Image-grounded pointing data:
=== Begin Enclosure ===
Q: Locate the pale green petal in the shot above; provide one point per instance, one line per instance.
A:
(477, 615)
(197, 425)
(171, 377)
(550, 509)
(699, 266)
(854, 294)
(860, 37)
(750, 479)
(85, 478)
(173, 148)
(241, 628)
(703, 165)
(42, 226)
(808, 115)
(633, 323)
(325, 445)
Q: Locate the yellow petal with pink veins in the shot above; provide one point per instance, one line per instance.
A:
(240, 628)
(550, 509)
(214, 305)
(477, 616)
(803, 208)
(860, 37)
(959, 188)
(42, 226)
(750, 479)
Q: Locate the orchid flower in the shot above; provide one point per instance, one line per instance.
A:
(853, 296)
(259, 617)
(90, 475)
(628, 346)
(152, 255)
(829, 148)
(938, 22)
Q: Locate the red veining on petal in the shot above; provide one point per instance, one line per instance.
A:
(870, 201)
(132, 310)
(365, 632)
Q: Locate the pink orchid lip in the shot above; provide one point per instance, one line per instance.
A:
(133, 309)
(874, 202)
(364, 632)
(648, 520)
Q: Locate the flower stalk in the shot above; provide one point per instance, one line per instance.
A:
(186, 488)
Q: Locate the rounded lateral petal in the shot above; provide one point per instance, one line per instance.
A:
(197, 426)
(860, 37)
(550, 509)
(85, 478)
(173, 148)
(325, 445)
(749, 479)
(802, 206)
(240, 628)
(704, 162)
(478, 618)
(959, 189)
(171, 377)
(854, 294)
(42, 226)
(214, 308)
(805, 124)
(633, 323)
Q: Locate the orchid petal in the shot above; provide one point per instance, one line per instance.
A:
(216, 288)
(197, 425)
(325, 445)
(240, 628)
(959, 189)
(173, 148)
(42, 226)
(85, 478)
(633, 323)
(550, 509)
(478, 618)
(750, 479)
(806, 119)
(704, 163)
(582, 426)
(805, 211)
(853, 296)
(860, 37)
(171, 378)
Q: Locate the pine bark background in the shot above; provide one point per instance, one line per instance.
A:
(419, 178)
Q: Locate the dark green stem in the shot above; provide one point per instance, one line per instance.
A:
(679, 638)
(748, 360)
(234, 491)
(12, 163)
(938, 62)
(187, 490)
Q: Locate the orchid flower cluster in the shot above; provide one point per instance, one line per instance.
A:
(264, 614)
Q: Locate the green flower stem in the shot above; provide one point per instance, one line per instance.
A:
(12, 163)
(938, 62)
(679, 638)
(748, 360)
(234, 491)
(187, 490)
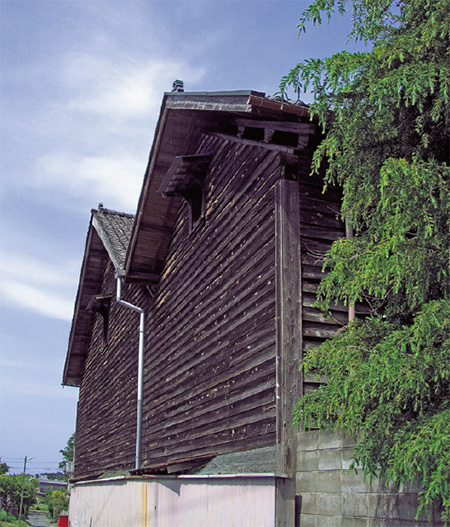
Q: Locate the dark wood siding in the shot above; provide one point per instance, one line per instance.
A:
(106, 417)
(320, 226)
(210, 361)
(210, 342)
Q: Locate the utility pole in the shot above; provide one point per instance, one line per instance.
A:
(23, 486)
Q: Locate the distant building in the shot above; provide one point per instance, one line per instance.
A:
(48, 484)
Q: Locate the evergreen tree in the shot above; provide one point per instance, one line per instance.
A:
(385, 113)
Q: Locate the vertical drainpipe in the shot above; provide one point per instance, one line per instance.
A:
(119, 275)
(349, 235)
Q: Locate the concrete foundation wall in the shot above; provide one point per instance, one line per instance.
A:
(332, 496)
(197, 501)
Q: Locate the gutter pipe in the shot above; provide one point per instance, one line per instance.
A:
(120, 273)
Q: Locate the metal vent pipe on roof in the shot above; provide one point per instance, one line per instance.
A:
(120, 273)
(178, 86)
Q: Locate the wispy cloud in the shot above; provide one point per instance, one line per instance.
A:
(110, 112)
(36, 389)
(37, 286)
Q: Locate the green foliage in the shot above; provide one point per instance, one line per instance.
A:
(385, 113)
(57, 502)
(68, 453)
(11, 488)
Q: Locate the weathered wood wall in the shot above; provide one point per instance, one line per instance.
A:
(106, 417)
(319, 226)
(210, 374)
(210, 350)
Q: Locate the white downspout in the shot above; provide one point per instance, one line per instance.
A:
(119, 275)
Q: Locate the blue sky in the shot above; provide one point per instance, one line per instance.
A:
(81, 87)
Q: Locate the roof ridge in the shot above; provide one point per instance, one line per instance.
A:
(104, 210)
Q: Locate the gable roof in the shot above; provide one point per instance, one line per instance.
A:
(108, 238)
(139, 245)
(184, 118)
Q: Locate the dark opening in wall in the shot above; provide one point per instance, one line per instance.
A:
(285, 138)
(255, 134)
(194, 196)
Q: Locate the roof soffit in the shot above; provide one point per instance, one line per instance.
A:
(184, 118)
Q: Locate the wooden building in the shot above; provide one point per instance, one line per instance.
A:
(222, 259)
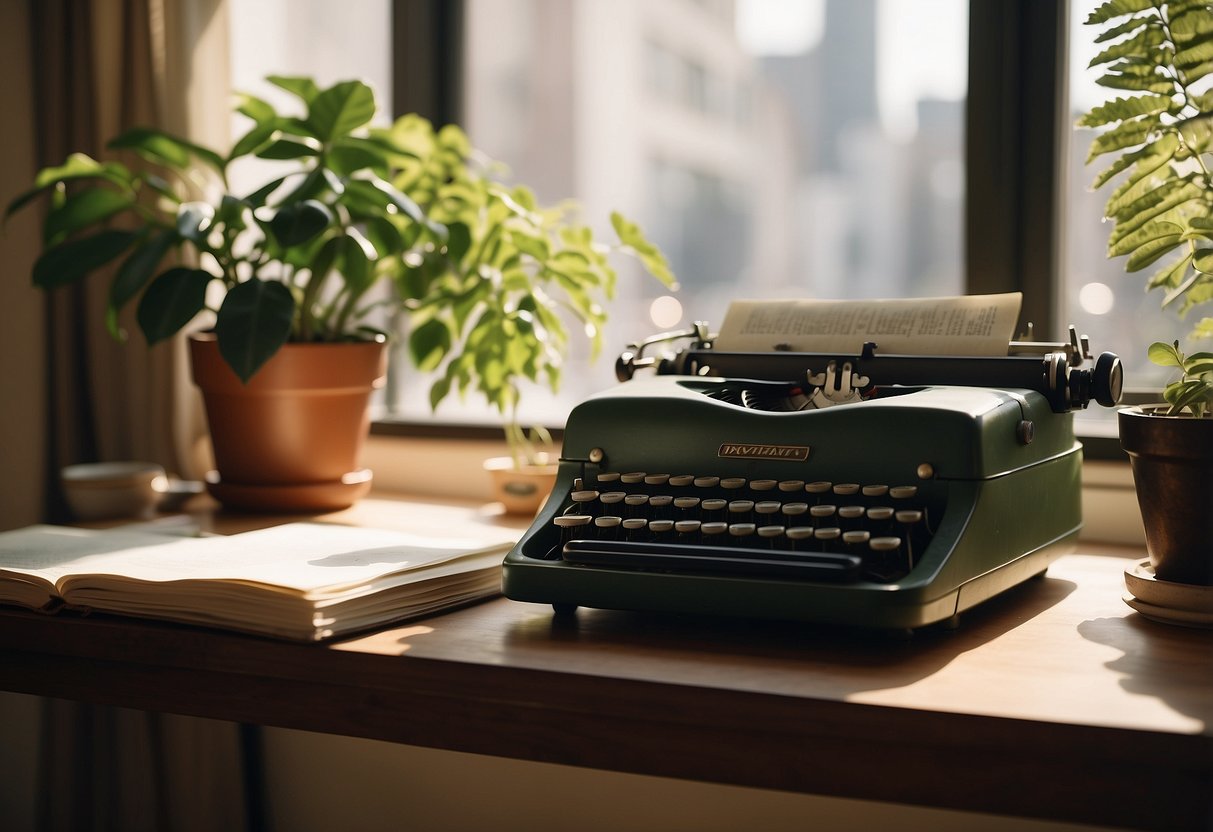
=== End Enclosure ===
- **Problem description**:
A word-for-word copy of every entry, with the pictures left out, is the required answer.

- **Result**:
Q: Locate the pale green petal in the shot above; provide one point per instance, one line per instance.
A:
(477, 615)
(197, 425)
(171, 377)
(550, 509)
(699, 266)
(854, 294)
(860, 37)
(750, 479)
(85, 478)
(173, 148)
(241, 628)
(703, 165)
(42, 226)
(808, 115)
(633, 323)
(325, 445)
Q: Locate the yellow petal with pink veins in the shot above; provide one point per instance, one line per instance.
A:
(240, 628)
(550, 509)
(214, 305)
(477, 616)
(803, 208)
(860, 37)
(959, 188)
(42, 226)
(750, 479)
Q: Locate the orchid flower in the shot above; provide one point per instance, one line per instance.
A:
(853, 296)
(259, 617)
(90, 475)
(628, 346)
(152, 255)
(829, 148)
(938, 22)
Q: Locate the red veining on petal in the shot above; provide one point per instance, one line per instance.
A:
(870, 201)
(132, 310)
(365, 632)
Q: Locate the pink orchid lip in the shot above; provide one point per instance, one line per instance.
A:
(133, 309)
(874, 202)
(364, 632)
(648, 520)
Q: Locate the flower stalk in the shot above; provide one point per instance, one line per instance.
A:
(186, 488)
Q: Locate the rounded lateral petal in the shot above; provide one point per instance, one line per instance.
A:
(197, 426)
(860, 37)
(550, 509)
(85, 478)
(173, 148)
(325, 445)
(749, 479)
(802, 206)
(240, 628)
(704, 162)
(478, 618)
(959, 189)
(171, 377)
(854, 294)
(42, 226)
(214, 308)
(805, 124)
(633, 323)
Q: Locate the orchid petal in the shot above; provide one point per instance, one line per instance.
A:
(216, 288)
(197, 425)
(325, 445)
(240, 628)
(959, 189)
(173, 148)
(42, 226)
(85, 478)
(633, 323)
(550, 509)
(478, 618)
(750, 479)
(806, 119)
(704, 163)
(582, 426)
(805, 211)
(853, 296)
(860, 37)
(171, 378)
Q: Locate the pine bark background in the shot above; provide one point per instance, one line per instance.
A:
(419, 178)
Q: Locate the dark green stem in the shot above; provide one point per instance, one line per instance.
A:
(679, 638)
(748, 360)
(234, 491)
(12, 163)
(938, 62)
(187, 490)
Q: Locate the orchid flower cluster in the shot above; provide one point per instance, one line per instance.
A:
(264, 614)
Q: Locate the green flower stem in the shot above; provide one point per instance, one line per instance.
A:
(12, 163)
(938, 62)
(679, 638)
(748, 360)
(234, 491)
(187, 490)
Q: Locate the dark wood siding in the shot above; provide one point per instance, one line per instance.
A:
(106, 417)
(320, 226)
(210, 361)
(210, 342)
Q: Locate the utility pole in the shot above; provide one point per instance, one line per instance.
A:
(23, 486)
Q: Locate the distant building in the shot above; provide one point per instance, one line per instance.
A:
(48, 484)
Q: Locate the evergreen tree in the shot above; provide one point per instance, one line per instance.
A:
(385, 113)
Q: Locate the vertical drainpipe in the shot above; provide one point per instance, one line per instance.
A:
(119, 275)
(349, 235)
Q: Locate the concrete foundation wall in the shot above; provide one point per instance, one line per instance.
A:
(332, 496)
(197, 501)
Q: Locate the gutter pipe in the shot above; provide one point per instance, one line per instance.
A:
(120, 273)
Q: Locate the metal vent pipe on roof in the shot above; provide one point per instance, one line per instance.
A:
(120, 273)
(178, 86)
Q: Locate the wispy cloud in the shot above; provide one point per instance, one line per instance.
A:
(110, 112)
(36, 389)
(37, 286)
Q: Locate the green foliage in the shot above; provide one point per instance, one line per instance.
A:
(385, 113)
(57, 502)
(68, 453)
(11, 488)
Q: Locate the weathered wood wall in the shot above; provide one point per instance, one line per instance.
A:
(106, 417)
(319, 226)
(210, 374)
(210, 350)
Q: Locate the white downspout in the shot above; provide one point per instance, one line per instance.
A:
(119, 275)
Q: Locate the blue sky in the shot above; provide one point per instance, one line per instance.
A:
(81, 87)
Q: Locate the roof ridge in the shot above; provide one point per instance, one line per instance.
A:
(104, 210)
Q: Locate the gable roof in the shot above; provide one point per instance, one line per instance.
A:
(108, 238)
(139, 245)
(184, 118)
Q: Locate the dark opening in wall in the shot above; provide one point per instance, one line per instance.
A:
(285, 138)
(255, 134)
(194, 196)
Q: Locate the roof soffit in the shot above; provide one point per instance, one line per instance.
A:
(184, 118)
Q: Locate the wooden building in the shot above; provide one point per instance, one line per instance.
A:
(222, 259)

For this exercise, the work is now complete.